● **Required task**: Render the lines below as a numbered list, skipping any blank lines and leaving out the pictures.

━━ Material ━━

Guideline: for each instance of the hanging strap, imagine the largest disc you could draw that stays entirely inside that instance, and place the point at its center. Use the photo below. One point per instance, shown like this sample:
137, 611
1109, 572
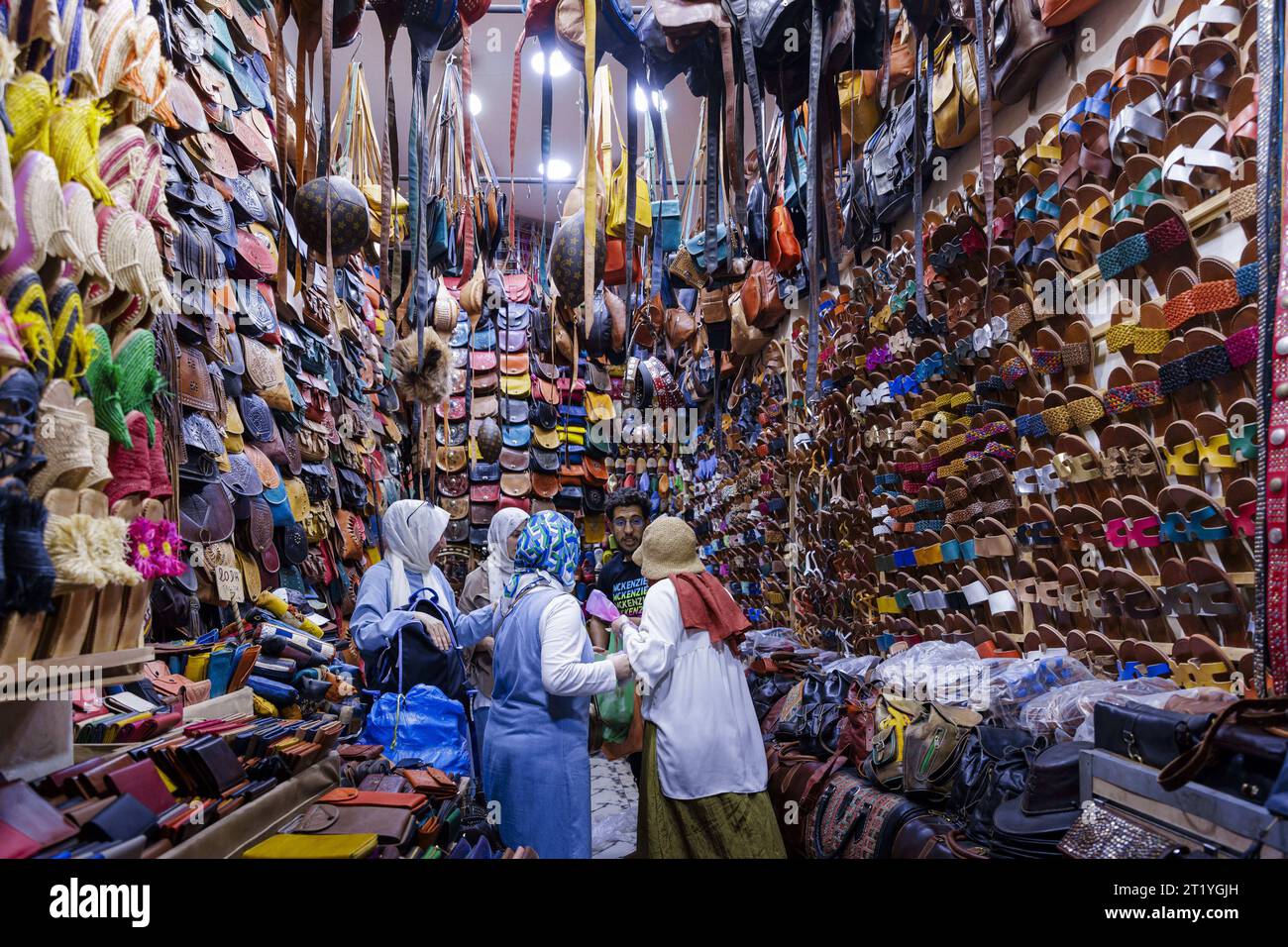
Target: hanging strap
279, 112
811, 198
984, 82
387, 248
325, 145
590, 218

━━━

● **Response**:
1. Guideline: for each instance of the hanging strap, imagine the largest disc you could draw that stays entirely inside that instance, and place the point at its center. Use the photo below. One point per instance, shown like this sample:
2. 137, 611
3. 1109, 572
4. Target: hanging strap
5. 279, 112
6. 811, 198
7. 984, 82
8. 387, 248
9. 325, 145
10. 590, 218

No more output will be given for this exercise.